Content starts
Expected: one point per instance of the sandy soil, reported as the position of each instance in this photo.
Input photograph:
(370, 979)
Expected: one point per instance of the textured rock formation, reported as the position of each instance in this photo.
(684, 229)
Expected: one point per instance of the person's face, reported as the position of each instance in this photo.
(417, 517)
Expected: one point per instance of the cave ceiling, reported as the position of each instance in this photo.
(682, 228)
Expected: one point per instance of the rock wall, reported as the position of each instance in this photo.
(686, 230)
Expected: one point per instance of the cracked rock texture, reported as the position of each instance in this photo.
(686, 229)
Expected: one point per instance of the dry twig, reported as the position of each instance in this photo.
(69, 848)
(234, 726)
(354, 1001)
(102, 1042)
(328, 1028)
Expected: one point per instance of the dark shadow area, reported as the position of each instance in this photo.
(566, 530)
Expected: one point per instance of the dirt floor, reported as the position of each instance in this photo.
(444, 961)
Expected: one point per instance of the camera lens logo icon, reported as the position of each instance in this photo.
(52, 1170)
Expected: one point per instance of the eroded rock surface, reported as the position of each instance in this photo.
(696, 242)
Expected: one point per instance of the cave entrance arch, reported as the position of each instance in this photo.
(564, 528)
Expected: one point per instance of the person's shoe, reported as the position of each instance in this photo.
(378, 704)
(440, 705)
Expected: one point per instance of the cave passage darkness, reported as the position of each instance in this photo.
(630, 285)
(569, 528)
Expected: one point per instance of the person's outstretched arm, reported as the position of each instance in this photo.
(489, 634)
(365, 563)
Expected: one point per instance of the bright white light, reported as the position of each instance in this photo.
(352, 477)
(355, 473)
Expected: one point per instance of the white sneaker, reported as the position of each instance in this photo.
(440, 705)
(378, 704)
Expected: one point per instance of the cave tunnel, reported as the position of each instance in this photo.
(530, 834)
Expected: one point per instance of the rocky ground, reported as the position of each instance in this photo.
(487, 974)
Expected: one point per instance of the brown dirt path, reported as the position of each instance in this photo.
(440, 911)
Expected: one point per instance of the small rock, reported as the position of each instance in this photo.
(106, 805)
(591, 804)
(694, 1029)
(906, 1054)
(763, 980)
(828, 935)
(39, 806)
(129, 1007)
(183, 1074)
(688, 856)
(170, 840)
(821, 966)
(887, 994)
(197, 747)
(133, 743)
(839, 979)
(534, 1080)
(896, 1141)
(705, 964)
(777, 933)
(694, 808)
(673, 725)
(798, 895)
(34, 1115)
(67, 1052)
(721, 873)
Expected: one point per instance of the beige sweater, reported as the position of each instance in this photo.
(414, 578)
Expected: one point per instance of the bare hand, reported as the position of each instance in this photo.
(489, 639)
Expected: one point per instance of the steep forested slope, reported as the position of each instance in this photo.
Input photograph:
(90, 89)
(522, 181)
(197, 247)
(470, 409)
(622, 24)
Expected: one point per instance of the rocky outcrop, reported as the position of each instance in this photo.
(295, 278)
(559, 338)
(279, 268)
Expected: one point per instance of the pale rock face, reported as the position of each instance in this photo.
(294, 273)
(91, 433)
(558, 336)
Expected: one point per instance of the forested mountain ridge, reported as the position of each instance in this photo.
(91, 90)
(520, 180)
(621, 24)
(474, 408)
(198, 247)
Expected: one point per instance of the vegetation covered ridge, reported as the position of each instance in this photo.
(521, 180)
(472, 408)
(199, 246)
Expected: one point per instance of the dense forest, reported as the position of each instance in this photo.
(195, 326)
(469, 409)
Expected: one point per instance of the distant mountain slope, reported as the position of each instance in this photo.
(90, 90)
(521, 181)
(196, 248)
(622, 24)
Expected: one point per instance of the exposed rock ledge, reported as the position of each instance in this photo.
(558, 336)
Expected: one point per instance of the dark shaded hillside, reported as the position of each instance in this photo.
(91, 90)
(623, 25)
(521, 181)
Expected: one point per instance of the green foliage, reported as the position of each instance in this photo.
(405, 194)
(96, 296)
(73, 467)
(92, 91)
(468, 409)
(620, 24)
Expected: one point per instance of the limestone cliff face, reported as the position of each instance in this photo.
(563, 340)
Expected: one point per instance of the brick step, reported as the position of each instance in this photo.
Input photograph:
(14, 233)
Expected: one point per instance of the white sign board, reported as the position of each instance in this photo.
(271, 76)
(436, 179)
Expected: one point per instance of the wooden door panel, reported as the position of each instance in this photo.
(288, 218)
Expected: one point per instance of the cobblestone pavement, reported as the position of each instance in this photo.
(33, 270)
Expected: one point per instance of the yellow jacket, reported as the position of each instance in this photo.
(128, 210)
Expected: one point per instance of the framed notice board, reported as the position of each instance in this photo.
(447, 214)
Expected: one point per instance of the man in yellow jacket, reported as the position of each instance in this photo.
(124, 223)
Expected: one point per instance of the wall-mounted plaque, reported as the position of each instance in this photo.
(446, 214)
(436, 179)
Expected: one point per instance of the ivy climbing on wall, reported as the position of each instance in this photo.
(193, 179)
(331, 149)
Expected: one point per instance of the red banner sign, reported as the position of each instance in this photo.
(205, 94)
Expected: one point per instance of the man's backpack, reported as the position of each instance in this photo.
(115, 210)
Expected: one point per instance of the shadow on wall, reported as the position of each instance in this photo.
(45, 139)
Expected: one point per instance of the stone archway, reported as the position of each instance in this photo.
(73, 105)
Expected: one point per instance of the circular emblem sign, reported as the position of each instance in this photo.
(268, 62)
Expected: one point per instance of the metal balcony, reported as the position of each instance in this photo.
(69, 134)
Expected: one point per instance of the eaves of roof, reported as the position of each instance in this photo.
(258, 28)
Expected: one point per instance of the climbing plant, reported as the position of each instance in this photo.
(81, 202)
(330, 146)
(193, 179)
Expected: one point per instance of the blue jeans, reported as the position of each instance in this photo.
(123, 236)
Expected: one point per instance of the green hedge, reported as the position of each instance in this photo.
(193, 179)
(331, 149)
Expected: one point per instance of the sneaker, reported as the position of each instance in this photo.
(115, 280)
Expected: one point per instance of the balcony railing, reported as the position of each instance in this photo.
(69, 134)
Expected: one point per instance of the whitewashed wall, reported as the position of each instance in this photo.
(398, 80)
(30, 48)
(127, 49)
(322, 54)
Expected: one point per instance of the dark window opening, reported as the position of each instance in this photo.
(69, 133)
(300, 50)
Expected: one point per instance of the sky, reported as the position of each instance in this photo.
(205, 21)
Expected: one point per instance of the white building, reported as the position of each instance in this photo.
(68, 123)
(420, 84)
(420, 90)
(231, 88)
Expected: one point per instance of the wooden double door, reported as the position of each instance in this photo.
Content ends
[THE TASK]
The whole of the data above must be given again, unaltered and complete.

[SOLVED PROBLEM]
Expected: one point per instance of the sandy soil, reported as the position of each instance in this photo.
Input photograph:
(370, 979)
Expected: one point per instance of the textured rock formation, reported as the position of each instance in this photo.
(684, 229)
Expected: one point per instance of the person's face, reported as the position of each instance in this photo.
(417, 517)
Expected: one point per instance of the cave ceiling, reported as the position of each instance in this photo.
(682, 228)
Expected: one point per instance of the rock wall, reported as the position of each instance in this photo.
(686, 230)
Expected: one point per instance of the cracked rock texture, reported as the position of each instance in this photo.
(686, 229)
Expected: one point per instance of the dry twig, reported as the position of each instance in this photo.
(69, 848)
(234, 726)
(354, 1001)
(102, 1042)
(328, 1028)
Expected: one point per instance of the dark shadow area, reported as the position of each instance in this photo.
(566, 530)
Expected: one point per instance of the dirt floor, reported as the position of each instance in this photo.
(444, 961)
Expected: one point per instance of the camera lens logo icon, reported as the position of each instance in this photo.
(52, 1170)
Expected: one point per instance of the eroded rock surface, reported as the position of each instance in this photo.
(696, 242)
Expected: one point per instance of the cave entrance arch, reported as the position of each instance in this photo.
(564, 528)
Expected: one point per instance of the person's shoe, reported as the position of each instance in this photo.
(378, 704)
(440, 705)
Expected: one point per instance of the cave passage darkness, reported as the position of each instance in this photo.
(630, 285)
(569, 528)
Expected: one point per instance of the person's outstretched arm, reported as the position of each instance in this photo.
(489, 634)
(365, 563)
Expected: one point per instance of the bright white light, reported as the position of each instance in this photo.
(352, 477)
(355, 473)
Expected: one point per instance of the white sneaker, reported as the position of each instance in this photo.
(440, 705)
(378, 704)
Expected: one point per instance of the cave tunnel, reported as the position of each instance in this photo.
(530, 834)
Expected: one point per instance of the rocky ground, reported as the position of each instance in this photo.
(487, 974)
Expected: one point per instance of the brown dirt path, reported as the position of each instance in this photo.
(440, 911)
Expected: one point per instance of the small rock, reported as the position of each instance in this photo.
(106, 805)
(591, 804)
(694, 1029)
(906, 1054)
(763, 980)
(828, 935)
(39, 806)
(129, 1007)
(183, 1074)
(688, 856)
(170, 840)
(821, 966)
(887, 994)
(197, 747)
(133, 743)
(839, 979)
(534, 1080)
(896, 1141)
(705, 964)
(777, 933)
(694, 808)
(673, 725)
(798, 895)
(34, 1115)
(67, 1052)
(721, 873)
Expected: one point per instance of the beige sweater, reported as the position of each instance in this photo.
(414, 578)
Expected: one point per instance of the bare hand, reported as the position of each instance in this photo.
(489, 639)
Expected: one point per instance of the steep forested slope, reported as the position of each instance in this photo.
Input photograph:
(90, 89)
(522, 181)
(197, 247)
(470, 409)
(622, 24)
Expected: one point per instance of the rocky outcrop, reported as the position of each instance in this photo.
(295, 278)
(559, 338)
(279, 268)
Expected: one point per instance of the pale rock face, reported as the position of each instance in this photo.
(294, 273)
(91, 433)
(558, 336)
Expected: one point per instance of the forested mountain ridge, reported as the position of each instance in this photo.
(91, 90)
(520, 180)
(621, 24)
(474, 408)
(198, 247)
Expected: one point per instance of the vegetation covered ridge, reported as the position of each instance in this photo.
(521, 180)
(472, 408)
(199, 246)
Expected: one point per instance of the dense forest, reported as the position of each instance in this photo.
(195, 326)
(469, 409)
Expected: one point per instance of the distant mountain slope, reported as the position of each instance in this photo.
(90, 90)
(521, 181)
(196, 248)
(622, 24)
Expected: one point per instance of the exposed rock ledge, reported as the position of each instance in this photo.
(558, 336)
Expected: one point per instance of the dark shaded hillside, reported as the position of each instance in this photo.
(91, 90)
(623, 25)
(521, 181)
Expected: one point per instance of the green foliage, reported as the position of each instance in this photo.
(405, 194)
(96, 296)
(73, 467)
(92, 91)
(468, 409)
(620, 24)
Expected: one point per instance of the limestone cliff face, reported as the position of each instance in this photo.
(563, 340)
Expected: one point per instance of the brick step, reported as the position of each instance in this photo.
Input photograph:
(14, 233)
Expected: one point per instance of the white sign board, reported as the position of each instance in this photo.
(271, 76)
(436, 179)
Expected: one point per instance of the wooden door panel, reported as the position of each instance in this photo.
(288, 218)
Expected: one point per instance of the cobblestone pavement, reported as the position of each instance in this photo.
(33, 270)
Expected: one point per instance of the yellow jacket, reported as the position of each instance in this photo.
(128, 210)
Expected: one point per instance of the framed notice board, reported as the position of each instance in this photo.
(447, 214)
Expected: one point per instance of the man in yellow jacket, reported as the position of each instance in this photo.
(124, 223)
Expected: one point per instance of the wall-mounted plaque, reported as the position of each instance in this photo.
(446, 214)
(436, 179)
Expected: one point per instance of the ivy climbing on wall, reported as the position of each instance in this photo.
(193, 179)
(331, 149)
Expected: one point per instance of the red banner sign, reported as the position of each instance in this photo.
(205, 94)
Expected: one point per instance of the man's backpack, reported as the position of each instance in this photo.
(115, 210)
Expected: one point per instance of the shadow on wall, reported as the position of each instance in this photo.
(45, 139)
Expected: one point per instance of the stone archway, reported as the position of each instance in this photo.
(73, 105)
Expected: one point per instance of the circular emblem sign, reported as the position of each instance in this photo.
(268, 62)
Expected: one point per instance of the metal balcony, reported as the position of each instance in this photo.
(69, 134)
Expected: one point per instance of the eaves of roof, reported as the position of each instance in this photo.
(258, 28)
Expected: one point per instance of the climbing plant, reported as the position of each instance in this photo.
(81, 202)
(330, 146)
(193, 179)
Expected: one point per instance of the blue jeans, reported as the position of each instance in this photo.
(123, 236)
Expected: one point per instance of the green hedge, reported as the position of each instance in this photo.
(193, 179)
(331, 149)
Expected: one point per instance of the sneaker, reported as the position of each instance in this photo.
(115, 280)
Expected: one point per instance of the balcony railing, reported as the position of each instance in this photo.
(69, 134)
Expected: one point per instance of the whitewashed wall, reported as the position of each instance in this photo.
(398, 80)
(30, 48)
(127, 49)
(322, 54)
Expected: one point per instance of the dark window opening, reported as the position of each instance in this photo.
(69, 133)
(300, 50)
Expected: one point per instance of the sky, reported as the position of each instance in this photo.
(205, 21)
Expected: one point per instance of the white building, reported as the position of each instance in this photo.
(68, 123)
(420, 84)
(420, 90)
(231, 88)
Expected: one point per instance of the wooden double door, reported as the position of each instance in this photo.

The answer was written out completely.